PROBLEM: Can you copy every line of the items below word for word, leaving out the pictures?

RECORD EXTRACTS:
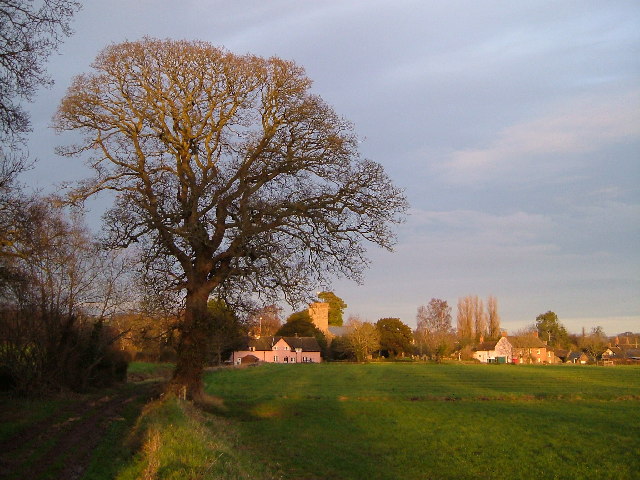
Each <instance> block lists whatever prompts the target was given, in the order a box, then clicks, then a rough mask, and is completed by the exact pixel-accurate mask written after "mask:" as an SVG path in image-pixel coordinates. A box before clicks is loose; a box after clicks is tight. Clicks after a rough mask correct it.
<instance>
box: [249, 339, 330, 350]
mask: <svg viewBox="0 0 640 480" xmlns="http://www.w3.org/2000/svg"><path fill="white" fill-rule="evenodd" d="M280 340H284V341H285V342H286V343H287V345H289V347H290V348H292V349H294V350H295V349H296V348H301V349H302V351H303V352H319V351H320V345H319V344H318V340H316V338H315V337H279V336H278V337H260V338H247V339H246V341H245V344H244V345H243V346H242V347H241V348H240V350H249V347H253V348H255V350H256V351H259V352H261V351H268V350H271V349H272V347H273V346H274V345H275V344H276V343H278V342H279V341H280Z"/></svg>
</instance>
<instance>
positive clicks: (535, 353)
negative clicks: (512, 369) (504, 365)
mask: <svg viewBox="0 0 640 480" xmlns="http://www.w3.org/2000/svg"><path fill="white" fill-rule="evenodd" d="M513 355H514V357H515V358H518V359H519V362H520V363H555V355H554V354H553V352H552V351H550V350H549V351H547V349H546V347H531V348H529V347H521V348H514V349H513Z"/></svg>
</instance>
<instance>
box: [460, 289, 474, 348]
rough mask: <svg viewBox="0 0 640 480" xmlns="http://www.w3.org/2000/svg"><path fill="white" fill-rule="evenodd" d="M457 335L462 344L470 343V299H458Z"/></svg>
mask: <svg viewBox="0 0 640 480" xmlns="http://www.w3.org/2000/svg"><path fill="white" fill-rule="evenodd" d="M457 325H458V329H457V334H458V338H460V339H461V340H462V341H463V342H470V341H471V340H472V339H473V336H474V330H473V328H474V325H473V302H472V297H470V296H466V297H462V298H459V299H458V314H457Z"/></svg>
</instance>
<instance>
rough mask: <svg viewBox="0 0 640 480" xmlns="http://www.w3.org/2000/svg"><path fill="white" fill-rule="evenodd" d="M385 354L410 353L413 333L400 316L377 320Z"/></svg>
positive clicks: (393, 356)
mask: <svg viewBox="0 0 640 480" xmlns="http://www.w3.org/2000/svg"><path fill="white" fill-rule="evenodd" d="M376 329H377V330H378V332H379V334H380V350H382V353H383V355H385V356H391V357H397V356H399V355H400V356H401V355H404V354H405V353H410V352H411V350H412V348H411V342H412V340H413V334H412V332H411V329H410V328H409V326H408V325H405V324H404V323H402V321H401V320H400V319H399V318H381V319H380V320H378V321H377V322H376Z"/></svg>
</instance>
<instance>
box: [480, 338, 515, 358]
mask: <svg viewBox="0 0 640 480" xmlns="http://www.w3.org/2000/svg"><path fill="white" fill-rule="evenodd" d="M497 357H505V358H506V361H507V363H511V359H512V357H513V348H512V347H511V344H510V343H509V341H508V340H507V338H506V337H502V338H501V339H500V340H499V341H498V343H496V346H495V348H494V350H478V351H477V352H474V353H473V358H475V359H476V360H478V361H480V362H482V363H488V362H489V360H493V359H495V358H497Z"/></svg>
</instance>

OUTPUT OF THE EXERCISE:
Each <instance> block lists whatever prompts the target was given, in the order a box, then clicks, then a rough mask, and is completed by the exact pixel-accurate mask written after "mask:" as an SVG path in image-pixel coordinates. A box before clicks is loose; a box after clicks is tight. Clicks after a rough mask correct it.
<instance>
box: [249, 339, 330, 350]
mask: <svg viewBox="0 0 640 480" xmlns="http://www.w3.org/2000/svg"><path fill="white" fill-rule="evenodd" d="M280 340H284V341H285V342H286V343H287V345H289V347H290V348H292V349H294V350H295V349H296V348H301V349H302V351H303V352H319V351H320V345H319V344H318V340H316V338H315V337H279V336H278V337H260V338H247V339H246V341H245V344H244V345H243V346H242V347H241V348H240V350H249V347H253V348H255V350H256V351H259V352H261V351H268V350H271V349H272V347H273V346H274V345H275V344H276V343H278V342H279V341H280Z"/></svg>
</instance>
<instance>
positive clicks: (535, 353)
negative clicks: (512, 369) (504, 365)
mask: <svg viewBox="0 0 640 480" xmlns="http://www.w3.org/2000/svg"><path fill="white" fill-rule="evenodd" d="M513 355H514V357H515V358H518V359H519V362H520V363H555V355H554V354H553V352H552V351H550V350H549V351H547V349H546V347H531V348H529V347H521V348H514V349H513Z"/></svg>
</instance>
<instance>
box: [460, 289, 474, 348]
rough mask: <svg viewBox="0 0 640 480" xmlns="http://www.w3.org/2000/svg"><path fill="white" fill-rule="evenodd" d="M457 335L462 344L470 343V299H458Z"/></svg>
mask: <svg viewBox="0 0 640 480" xmlns="http://www.w3.org/2000/svg"><path fill="white" fill-rule="evenodd" d="M457 325H458V329H457V334H458V338H460V339H461V340H462V341H463V342H470V341H471V340H472V339H473V336H474V330H473V328H474V325H473V302H472V297H470V296H466V297H462V298H459V299H458V314H457Z"/></svg>
</instance>
<instance>
rough mask: <svg viewBox="0 0 640 480" xmlns="http://www.w3.org/2000/svg"><path fill="white" fill-rule="evenodd" d="M385 354L410 353L413 333L400 316L377 320Z"/></svg>
positive clicks: (393, 356)
mask: <svg viewBox="0 0 640 480" xmlns="http://www.w3.org/2000/svg"><path fill="white" fill-rule="evenodd" d="M376 329H377V330H378V332H379V334H380V350H382V353H383V355H385V356H391V357H397V356H399V355H400V356H401V355H404V354H405V353H410V352H411V350H412V348H411V342H412V340H413V334H412V332H411V329H410V328H409V326H408V325H405V324H404V323H402V321H401V320H400V319H399V318H381V319H380V320H378V321H377V322H376Z"/></svg>
</instance>
<instance>
box: [480, 338, 515, 358]
mask: <svg viewBox="0 0 640 480" xmlns="http://www.w3.org/2000/svg"><path fill="white" fill-rule="evenodd" d="M497 357H505V358H506V361H507V363H511V359H512V357H513V348H512V347H511V344H510V343H509V341H508V340H507V338H506V337H502V338H501V339H500V340H499V341H498V343H496V346H495V348H494V350H478V351H477V352H474V353H473V358H475V359H476V360H478V361H480V362H482V363H488V362H489V360H493V359H495V358H497Z"/></svg>
</instance>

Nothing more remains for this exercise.